**Kaynak metin:**
═══

Bakın Duhokun Perexe köyünü geçtiğimiz aydan bu yana Türkiye, 3 defa bombaladı. Bombaların biri sivil insanların beslediği hayvanlara isabet etti nerden baksanız 150ye yakın küçükbaş hayvan öldü. Diğeri aynı şekilde bağlara, tarlalara, evlere isabet etti. Bağlar hep yandı. Bunların bilgileri bize geliyor.
Perexte bu olaylar yaşanıyor. Ama şunu sormamız lazım. Bu defa sesler neden çok çıktı? Sebebi neydi? çünkü bu defa ölenler Arap siviller idi, Kürt değildiler. Irak, bundan dolayı sesini yükseltti. Sanki biz Kürtlerin kanı kan değil de su misali hiçbir zaman bu denli tepki vermemişti.

═══

**Sağlanan veriler:**
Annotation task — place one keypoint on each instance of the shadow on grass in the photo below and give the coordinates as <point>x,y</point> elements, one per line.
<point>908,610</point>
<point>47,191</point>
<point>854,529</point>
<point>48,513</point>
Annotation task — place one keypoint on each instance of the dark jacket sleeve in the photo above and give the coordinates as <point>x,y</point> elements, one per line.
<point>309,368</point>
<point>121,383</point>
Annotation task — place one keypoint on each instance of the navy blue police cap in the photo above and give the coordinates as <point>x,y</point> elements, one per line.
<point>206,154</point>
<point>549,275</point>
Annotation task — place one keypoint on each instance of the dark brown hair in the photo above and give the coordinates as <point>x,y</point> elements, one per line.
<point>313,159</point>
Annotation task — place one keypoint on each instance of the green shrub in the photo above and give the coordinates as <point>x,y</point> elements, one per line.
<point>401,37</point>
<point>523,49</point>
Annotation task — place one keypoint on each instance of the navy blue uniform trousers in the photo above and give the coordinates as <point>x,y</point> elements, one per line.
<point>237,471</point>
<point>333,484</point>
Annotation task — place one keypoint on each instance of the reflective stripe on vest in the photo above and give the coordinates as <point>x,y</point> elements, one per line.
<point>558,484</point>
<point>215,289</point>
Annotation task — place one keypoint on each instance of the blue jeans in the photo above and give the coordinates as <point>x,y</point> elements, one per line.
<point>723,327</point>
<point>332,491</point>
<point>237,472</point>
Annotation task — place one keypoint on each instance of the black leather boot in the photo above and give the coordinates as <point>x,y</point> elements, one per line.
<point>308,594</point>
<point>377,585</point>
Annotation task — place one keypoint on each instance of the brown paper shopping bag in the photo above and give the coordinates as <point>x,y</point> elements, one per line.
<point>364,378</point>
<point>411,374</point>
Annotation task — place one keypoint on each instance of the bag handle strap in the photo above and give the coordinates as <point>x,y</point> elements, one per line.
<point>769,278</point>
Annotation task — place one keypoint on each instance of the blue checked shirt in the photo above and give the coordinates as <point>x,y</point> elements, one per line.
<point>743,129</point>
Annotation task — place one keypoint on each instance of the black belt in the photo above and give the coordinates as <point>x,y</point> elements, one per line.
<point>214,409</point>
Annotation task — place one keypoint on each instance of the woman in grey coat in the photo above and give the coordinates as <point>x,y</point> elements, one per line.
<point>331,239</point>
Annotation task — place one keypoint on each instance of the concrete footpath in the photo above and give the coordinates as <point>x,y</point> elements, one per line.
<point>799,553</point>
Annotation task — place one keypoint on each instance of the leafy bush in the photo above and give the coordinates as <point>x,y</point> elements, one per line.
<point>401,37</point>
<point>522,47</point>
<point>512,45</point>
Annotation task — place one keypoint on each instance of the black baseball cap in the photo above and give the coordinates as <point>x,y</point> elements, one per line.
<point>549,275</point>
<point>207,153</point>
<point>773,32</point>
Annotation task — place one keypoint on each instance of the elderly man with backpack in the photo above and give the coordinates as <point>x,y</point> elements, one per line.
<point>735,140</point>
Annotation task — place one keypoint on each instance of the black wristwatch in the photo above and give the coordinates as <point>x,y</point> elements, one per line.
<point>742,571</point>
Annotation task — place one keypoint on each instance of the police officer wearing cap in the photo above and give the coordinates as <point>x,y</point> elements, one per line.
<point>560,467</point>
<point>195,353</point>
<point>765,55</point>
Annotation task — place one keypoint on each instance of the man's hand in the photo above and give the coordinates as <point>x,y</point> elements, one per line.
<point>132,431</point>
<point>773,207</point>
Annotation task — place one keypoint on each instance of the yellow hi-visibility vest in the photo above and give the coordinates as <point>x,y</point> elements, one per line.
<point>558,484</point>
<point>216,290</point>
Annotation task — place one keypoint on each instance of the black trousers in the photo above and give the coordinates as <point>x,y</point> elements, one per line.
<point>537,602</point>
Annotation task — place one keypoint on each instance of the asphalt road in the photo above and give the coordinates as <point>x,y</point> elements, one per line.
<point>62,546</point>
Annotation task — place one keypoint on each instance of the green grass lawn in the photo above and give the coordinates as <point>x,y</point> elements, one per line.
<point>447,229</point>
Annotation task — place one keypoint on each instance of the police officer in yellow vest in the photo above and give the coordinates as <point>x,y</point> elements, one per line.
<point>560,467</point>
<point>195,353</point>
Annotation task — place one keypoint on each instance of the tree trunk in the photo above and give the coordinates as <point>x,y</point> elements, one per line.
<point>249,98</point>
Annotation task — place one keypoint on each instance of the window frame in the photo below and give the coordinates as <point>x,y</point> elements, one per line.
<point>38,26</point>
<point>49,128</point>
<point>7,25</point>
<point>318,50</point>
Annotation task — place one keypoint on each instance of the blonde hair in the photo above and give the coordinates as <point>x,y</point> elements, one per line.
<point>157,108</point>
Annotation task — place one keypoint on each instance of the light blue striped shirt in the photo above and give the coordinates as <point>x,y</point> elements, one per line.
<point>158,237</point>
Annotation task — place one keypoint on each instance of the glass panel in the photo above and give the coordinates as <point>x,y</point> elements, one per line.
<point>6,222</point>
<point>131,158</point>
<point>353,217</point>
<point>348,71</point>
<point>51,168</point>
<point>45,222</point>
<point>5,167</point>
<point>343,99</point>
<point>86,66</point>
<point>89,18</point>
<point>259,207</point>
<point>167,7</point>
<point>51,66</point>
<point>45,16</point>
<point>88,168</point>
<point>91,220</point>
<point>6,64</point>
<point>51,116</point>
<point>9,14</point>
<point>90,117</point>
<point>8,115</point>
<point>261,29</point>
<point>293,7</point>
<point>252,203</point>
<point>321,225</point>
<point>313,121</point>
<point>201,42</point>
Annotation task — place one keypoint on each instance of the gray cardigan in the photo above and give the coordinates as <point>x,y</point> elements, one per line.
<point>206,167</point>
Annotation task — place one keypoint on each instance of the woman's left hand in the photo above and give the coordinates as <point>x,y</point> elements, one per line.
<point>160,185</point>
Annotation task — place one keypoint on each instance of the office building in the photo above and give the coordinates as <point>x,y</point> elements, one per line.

═══

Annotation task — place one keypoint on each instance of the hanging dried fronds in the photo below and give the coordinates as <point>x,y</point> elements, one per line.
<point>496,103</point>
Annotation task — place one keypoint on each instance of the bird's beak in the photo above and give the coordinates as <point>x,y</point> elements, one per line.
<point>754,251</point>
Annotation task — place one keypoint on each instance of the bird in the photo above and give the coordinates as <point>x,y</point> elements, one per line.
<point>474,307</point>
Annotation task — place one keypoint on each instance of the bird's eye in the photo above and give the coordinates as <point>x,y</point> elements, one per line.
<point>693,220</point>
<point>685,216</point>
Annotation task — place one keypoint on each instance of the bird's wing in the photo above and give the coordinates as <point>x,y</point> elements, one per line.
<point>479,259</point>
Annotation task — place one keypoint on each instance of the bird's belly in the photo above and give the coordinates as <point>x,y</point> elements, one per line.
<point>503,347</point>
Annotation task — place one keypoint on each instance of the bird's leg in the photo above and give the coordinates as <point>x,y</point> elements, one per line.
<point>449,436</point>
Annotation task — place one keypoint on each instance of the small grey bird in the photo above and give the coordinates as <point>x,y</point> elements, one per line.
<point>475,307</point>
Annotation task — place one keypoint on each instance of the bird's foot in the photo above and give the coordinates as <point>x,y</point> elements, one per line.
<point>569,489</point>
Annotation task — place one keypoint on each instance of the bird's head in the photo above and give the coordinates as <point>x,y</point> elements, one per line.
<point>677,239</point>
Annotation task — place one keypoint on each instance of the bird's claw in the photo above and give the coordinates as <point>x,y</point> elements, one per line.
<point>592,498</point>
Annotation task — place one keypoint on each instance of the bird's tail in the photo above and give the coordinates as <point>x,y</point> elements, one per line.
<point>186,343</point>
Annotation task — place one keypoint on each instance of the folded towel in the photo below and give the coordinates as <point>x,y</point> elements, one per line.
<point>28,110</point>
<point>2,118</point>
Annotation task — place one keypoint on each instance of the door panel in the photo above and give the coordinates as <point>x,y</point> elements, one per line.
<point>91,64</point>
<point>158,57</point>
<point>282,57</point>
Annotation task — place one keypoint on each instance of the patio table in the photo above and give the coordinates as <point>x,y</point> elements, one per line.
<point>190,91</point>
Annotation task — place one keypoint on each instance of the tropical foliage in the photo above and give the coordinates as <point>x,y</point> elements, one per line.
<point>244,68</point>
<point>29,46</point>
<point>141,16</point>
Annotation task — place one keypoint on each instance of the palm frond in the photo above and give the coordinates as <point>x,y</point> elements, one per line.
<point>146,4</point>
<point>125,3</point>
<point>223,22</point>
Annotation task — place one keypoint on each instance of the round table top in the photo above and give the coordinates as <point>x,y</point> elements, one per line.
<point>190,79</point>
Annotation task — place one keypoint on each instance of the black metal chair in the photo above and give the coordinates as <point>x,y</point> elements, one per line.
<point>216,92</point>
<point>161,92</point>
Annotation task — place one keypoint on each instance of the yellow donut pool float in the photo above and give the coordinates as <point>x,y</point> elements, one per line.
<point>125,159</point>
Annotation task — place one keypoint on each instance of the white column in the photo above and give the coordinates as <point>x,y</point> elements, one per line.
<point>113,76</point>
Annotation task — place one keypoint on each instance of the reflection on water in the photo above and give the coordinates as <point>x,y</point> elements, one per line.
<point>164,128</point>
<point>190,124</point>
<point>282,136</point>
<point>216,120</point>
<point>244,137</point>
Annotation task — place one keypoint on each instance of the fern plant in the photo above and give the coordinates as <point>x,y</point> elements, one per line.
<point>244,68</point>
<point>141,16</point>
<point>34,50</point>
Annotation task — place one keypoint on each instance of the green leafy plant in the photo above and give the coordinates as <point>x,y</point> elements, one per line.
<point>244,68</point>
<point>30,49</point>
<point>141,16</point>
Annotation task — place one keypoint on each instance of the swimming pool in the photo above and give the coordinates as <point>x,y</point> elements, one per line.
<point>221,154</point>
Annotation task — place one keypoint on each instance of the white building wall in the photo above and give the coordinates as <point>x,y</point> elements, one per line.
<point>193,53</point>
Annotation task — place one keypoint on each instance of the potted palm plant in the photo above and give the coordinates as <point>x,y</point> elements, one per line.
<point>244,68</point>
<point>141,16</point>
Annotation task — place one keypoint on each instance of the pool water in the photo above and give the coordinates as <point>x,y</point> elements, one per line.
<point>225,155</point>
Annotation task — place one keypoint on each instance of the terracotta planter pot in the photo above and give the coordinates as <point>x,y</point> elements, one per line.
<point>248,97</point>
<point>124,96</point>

═══

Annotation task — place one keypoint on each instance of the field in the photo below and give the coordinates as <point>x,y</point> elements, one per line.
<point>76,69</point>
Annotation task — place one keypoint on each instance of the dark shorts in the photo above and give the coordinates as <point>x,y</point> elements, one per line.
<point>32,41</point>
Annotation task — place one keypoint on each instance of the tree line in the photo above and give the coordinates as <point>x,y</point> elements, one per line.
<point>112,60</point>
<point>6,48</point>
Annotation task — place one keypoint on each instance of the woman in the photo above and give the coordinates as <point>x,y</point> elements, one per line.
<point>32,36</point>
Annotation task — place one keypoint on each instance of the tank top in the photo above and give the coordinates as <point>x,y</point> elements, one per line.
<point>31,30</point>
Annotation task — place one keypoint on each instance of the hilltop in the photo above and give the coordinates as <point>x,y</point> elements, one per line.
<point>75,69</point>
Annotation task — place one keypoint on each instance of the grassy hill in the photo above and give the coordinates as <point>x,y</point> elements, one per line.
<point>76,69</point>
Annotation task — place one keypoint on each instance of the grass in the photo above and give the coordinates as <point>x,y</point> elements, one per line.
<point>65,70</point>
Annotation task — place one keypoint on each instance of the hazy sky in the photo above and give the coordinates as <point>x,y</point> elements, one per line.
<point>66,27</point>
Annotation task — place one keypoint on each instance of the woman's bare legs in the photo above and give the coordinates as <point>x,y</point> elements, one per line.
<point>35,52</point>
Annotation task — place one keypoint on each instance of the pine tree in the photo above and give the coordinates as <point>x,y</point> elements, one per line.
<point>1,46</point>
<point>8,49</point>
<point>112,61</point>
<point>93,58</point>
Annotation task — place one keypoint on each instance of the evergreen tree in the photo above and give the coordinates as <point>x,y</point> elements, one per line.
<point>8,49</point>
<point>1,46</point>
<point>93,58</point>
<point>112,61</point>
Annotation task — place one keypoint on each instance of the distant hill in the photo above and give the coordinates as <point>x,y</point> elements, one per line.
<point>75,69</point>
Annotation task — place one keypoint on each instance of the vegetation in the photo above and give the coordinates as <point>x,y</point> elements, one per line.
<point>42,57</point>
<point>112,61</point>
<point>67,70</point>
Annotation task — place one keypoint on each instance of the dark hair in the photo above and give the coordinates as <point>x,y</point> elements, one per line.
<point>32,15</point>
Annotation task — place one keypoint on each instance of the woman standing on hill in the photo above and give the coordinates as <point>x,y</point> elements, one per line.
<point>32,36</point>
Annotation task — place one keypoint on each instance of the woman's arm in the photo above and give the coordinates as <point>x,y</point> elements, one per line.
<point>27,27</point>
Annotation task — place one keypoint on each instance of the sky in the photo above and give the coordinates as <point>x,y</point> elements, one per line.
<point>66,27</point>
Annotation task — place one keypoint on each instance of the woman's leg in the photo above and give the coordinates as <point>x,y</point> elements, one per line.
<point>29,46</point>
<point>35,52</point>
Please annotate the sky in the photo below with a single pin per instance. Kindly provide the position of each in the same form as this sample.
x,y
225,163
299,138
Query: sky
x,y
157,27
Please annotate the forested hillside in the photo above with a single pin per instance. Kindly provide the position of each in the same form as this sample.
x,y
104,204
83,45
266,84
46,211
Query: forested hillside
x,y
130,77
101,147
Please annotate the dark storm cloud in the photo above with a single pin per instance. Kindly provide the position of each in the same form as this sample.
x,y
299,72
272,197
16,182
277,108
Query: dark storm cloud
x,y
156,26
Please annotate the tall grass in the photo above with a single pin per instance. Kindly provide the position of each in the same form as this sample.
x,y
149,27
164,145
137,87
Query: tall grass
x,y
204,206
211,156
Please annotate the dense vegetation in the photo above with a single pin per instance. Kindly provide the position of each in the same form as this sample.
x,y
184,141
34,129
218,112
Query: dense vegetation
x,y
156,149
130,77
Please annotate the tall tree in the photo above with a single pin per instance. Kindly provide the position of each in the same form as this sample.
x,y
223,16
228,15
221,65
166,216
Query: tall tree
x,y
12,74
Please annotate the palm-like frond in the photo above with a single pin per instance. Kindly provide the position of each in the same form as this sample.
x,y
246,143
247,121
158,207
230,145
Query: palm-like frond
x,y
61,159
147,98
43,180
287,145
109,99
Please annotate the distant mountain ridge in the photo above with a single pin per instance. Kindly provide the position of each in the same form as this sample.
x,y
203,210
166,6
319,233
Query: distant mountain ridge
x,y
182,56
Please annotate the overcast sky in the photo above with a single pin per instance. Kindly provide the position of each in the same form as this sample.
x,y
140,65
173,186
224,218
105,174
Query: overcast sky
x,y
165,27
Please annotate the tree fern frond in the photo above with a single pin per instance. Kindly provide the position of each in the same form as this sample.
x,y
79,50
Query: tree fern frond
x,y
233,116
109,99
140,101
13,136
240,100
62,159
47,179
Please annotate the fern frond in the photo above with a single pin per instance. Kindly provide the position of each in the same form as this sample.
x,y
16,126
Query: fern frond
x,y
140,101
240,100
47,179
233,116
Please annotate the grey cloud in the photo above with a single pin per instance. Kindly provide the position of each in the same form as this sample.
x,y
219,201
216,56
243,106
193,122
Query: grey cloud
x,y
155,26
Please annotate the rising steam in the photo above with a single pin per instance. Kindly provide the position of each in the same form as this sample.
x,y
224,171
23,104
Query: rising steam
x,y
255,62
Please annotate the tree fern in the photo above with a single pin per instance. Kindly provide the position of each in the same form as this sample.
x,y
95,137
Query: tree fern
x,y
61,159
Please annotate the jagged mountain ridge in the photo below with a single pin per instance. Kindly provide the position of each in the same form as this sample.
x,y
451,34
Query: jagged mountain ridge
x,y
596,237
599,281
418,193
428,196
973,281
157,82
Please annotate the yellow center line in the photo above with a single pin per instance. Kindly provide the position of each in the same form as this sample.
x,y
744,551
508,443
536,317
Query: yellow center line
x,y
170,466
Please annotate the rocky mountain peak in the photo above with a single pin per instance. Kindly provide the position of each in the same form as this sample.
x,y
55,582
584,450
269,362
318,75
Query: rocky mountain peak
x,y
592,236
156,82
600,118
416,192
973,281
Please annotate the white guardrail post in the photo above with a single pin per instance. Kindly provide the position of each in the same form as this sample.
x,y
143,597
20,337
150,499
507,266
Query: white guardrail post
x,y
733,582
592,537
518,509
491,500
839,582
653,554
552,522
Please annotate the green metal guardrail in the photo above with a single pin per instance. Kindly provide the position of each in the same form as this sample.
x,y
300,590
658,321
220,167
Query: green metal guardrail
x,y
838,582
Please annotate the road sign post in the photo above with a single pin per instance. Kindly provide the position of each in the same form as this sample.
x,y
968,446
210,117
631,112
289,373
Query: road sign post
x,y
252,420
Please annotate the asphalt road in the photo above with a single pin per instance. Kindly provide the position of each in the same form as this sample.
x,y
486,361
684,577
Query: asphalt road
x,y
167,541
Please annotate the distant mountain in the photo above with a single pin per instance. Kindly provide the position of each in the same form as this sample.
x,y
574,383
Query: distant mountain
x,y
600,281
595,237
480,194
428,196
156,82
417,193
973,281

═══

**Yazılı görev:** Perexe köyü hakkındaki metnin "Bakın Duhokun Perexe" sözleriyle başlayıp "bilgileri bize geliyor." sözleriyle biten kısmını, "tarlalara" yerine "bahçelere" kullanarak yeniden yazın. Veriler, metinden ayrı ve bağımsız bir malzemedir.

**Tamamlanan alıştırma:**
Bakın Duhokun Perexe köyünü geçtiğimiz aydan bu yana Türkiye, 3 defa bombaladı. Bombaların biri sivil insanların beslediği hayvanlara isabet etti nerden baksanız 150ye yakın küçükbaş hayvan öldü. Diğeri aynı şekilde bağlara, bahçelere, evlere isabet etti. Bağlar hep yandı. Bunların bilgileri bize geliyor.